● CONSIGNE
Reprenez le texte sur le livre de Georges Arbuz consacré au grand âge et poursuivez-le après sa dernière phrase.

Georges Arbuz nous avait ainsi préparé à tirer des conséquences utiles pour le temps d’aujourd’hui et son livre « Le grand âge : chance ou fatalité ? » constitue un apport indispensable pour penser l’aujourd’hui et le demain de cette génération, pionnière plus qu’elle ne le sait. Et il est capital de faire cet état des lieux avant de tirer des conduites concrètes, qui sont en grande partie à inventer. Cependant l’auteur avait alors pour premier objectif d’attirer l’attention de tous les professionnels ayant à prendre soin des personnes très âgées. Aujourd’hui, le nouveau livre –qui est une suite logique – s’adresse à tout le monde : A la génération qui vit cette mutation, mais aussi à leur entourage, et cela essentiellement à partir de témoignages recueillis avec la compétence ethnologique de l’auteur, témoignages aussi de leur entourage, entraîné à vivre ces nouvelles donnes.
Avant de rendre compte de toutes ces rencontres, G. Arbuz démontre le caractère charnière des générations nées entre 1920 et 1950. Car il ne faudrait pas sous-estimer ce qui est en train de se passer. Peut-être toutes les générations vieillissantes ont eu toujours tendance à regarder leur descendance d’un œil critique : nous avons tous eus un aïeul un peu grognon soupirant : « Ah ! ce n’est plus comme dans le temps ! Y a plus d’enfants, ou de respect, ou de saison » !

● MATÉRIEL FOURNI
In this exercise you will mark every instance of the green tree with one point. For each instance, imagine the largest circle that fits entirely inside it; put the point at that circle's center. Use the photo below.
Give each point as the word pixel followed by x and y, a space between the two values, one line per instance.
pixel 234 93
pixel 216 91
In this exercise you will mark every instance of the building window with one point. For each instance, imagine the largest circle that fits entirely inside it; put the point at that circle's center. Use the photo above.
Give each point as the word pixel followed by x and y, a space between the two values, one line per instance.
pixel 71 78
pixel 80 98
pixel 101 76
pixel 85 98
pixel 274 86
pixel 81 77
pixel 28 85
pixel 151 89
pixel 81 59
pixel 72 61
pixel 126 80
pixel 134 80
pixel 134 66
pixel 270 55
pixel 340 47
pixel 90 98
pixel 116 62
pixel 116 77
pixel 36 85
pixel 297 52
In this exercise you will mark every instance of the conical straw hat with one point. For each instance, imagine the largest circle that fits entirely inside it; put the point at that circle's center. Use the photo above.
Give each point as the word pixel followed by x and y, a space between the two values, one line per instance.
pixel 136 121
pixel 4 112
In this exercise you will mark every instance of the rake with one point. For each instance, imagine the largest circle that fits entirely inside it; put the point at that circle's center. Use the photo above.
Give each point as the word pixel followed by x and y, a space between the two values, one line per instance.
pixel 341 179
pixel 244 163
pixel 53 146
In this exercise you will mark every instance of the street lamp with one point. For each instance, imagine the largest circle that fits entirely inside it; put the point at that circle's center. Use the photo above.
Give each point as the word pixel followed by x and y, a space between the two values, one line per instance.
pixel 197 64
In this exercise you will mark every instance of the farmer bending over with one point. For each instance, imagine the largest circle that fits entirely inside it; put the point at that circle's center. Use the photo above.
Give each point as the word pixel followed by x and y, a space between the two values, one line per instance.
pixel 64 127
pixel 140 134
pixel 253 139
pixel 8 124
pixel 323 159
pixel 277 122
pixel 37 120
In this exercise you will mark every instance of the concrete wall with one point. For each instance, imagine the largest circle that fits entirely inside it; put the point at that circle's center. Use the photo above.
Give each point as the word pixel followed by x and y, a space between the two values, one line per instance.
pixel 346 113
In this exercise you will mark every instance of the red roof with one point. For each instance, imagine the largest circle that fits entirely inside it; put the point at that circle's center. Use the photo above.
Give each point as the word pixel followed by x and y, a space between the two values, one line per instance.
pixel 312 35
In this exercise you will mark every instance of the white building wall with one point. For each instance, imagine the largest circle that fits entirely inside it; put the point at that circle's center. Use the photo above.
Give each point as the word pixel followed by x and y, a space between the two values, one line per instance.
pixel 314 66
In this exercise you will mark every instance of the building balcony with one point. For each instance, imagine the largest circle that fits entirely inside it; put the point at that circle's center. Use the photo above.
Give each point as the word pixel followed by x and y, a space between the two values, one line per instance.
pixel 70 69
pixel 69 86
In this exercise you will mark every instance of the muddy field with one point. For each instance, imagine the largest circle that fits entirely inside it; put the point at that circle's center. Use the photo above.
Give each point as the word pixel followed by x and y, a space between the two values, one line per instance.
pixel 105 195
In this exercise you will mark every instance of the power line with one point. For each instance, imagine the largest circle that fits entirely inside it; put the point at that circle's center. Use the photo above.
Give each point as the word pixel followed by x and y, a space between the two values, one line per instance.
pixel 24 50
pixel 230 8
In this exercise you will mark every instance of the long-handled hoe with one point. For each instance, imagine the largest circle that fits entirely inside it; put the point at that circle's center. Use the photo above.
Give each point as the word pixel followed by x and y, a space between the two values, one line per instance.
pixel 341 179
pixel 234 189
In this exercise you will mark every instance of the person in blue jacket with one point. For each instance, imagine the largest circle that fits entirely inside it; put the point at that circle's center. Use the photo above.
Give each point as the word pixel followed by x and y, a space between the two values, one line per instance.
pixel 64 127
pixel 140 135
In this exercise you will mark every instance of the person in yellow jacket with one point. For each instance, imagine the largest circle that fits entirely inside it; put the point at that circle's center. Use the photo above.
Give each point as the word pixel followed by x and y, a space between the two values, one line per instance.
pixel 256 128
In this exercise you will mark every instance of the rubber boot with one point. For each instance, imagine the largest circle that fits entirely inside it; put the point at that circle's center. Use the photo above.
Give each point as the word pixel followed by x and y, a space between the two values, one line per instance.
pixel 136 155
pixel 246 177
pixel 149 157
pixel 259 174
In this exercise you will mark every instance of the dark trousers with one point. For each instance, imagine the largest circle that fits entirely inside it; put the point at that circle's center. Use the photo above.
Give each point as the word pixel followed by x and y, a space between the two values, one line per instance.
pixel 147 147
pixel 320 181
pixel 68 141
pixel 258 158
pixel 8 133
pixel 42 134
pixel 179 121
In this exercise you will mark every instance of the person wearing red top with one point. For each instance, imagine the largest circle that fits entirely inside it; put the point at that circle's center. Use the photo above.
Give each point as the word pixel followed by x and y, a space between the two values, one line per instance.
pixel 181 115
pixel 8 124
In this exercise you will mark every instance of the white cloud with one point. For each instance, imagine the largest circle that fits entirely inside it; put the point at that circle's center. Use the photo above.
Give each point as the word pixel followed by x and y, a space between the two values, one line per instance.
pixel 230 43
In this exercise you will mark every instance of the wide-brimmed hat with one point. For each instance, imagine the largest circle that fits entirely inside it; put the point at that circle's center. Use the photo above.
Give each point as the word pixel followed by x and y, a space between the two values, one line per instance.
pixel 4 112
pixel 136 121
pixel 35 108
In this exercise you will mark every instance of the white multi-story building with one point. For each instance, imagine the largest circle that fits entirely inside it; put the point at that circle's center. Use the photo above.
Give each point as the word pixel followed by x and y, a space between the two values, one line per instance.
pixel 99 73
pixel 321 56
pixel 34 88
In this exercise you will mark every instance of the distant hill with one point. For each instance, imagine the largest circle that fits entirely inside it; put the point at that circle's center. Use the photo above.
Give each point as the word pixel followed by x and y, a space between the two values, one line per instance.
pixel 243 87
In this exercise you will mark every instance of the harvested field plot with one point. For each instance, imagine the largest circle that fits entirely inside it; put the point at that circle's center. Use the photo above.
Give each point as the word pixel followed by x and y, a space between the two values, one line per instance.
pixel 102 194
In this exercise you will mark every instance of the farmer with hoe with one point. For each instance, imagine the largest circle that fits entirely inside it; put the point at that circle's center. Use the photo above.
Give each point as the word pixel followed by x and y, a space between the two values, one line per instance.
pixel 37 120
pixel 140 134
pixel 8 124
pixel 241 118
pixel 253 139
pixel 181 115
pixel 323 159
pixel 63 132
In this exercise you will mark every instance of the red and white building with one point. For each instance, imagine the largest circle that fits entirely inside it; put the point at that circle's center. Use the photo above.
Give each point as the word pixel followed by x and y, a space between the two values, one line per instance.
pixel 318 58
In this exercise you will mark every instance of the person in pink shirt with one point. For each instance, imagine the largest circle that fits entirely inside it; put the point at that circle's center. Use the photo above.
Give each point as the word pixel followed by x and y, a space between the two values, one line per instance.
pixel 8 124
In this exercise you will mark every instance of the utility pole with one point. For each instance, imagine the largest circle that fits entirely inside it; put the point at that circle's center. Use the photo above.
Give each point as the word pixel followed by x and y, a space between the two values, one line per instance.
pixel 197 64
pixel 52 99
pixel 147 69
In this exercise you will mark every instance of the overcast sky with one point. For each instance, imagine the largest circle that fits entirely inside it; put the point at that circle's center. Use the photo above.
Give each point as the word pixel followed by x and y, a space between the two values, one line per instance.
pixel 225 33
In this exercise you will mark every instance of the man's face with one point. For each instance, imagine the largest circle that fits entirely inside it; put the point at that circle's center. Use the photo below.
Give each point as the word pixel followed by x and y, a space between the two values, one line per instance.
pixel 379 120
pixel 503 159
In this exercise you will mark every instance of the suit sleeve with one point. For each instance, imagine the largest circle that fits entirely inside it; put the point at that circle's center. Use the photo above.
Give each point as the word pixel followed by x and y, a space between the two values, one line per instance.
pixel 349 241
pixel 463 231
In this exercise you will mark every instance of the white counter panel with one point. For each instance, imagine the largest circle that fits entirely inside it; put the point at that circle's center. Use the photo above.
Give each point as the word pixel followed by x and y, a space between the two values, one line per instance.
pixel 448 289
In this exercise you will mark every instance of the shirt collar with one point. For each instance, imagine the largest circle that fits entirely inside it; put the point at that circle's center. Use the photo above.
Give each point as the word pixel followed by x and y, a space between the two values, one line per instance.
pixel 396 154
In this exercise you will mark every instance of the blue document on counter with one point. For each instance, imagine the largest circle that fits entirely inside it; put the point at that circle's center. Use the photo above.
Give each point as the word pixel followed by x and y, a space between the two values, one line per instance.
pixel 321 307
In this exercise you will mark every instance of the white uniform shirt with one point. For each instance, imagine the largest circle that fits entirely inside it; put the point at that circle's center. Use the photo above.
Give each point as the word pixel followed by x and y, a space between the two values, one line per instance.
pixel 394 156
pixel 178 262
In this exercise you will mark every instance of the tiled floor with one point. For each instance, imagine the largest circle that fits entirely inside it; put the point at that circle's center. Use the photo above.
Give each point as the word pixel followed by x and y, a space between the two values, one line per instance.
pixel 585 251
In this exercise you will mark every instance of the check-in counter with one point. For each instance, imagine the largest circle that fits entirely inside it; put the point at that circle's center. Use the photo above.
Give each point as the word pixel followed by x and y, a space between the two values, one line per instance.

● RÉPONSE
Nous sommes bien face à une nouvelle civilisation, dont l’innovation technoscientifique n’est qu’un des aspects, et loin d’être le seul décisif. L’essor scientifique a cependant changé définitivement bien des choses, comme la pénibilité du travail et ses conséquences sur la santé et la longévité des travailleurs. C’est loin d’être négligeable. Mais cette évolution est tellement à la portée de l’observation quotidienne que nous ne nous y attarderons pas.
Ce que « Préparer et vivre sa vieillesse » nous apporte, c’est l’analyse de la révolution des mentalités qui amène des comportements sociétaux et individuels nouveaux.
Nos parents ont vécu, au début du XXème siècle, un tout autre temps, dans une société hiérarchisée, dans un ordre sociologique et moral réglé, avec une forte influence de l’église, religion majoritaire, voire universelle. Cela donne une relation au travail comme à la maison très verticale, l’autorité du patron comme du chef de famille étant incontestée.
En découlent également une morale et des valeurs exigeantes, où il s’agit de se débrouiller seul, de ne rien devoir aux autres, mais aussi de maintenir une solidarité collective. Enfin, on travaille dur et longtemps, dans des conditions matérielles qu’on n’imagine mal aujourd’hui, où les arrêts de travail fréquents, les RTT , les semaines légales de congés transforment totalement le paysage de la collectivité active.
Tout cela est relaté par le témoignage des plus anciens qui se rappellent cette vie si différente qui fut la leur au temps de leur enfance. Milieu agricole, travailleurs de la mine, « il ne fallait pas rester à rien faire ! »
Le livre et ses témoignages nous rappellent aussi la profonde mutation de l’école. Là aussi, autorité incontestée, qui transmet un savoir minimum (lire, écrire, compter) mais aussi les valeurs sur lesquelles s’appuie l’ordre établi. Il n’est pas facile alors de passer du primaire au secondaire, on est donc loin du bac pour tout le monde (ou presque).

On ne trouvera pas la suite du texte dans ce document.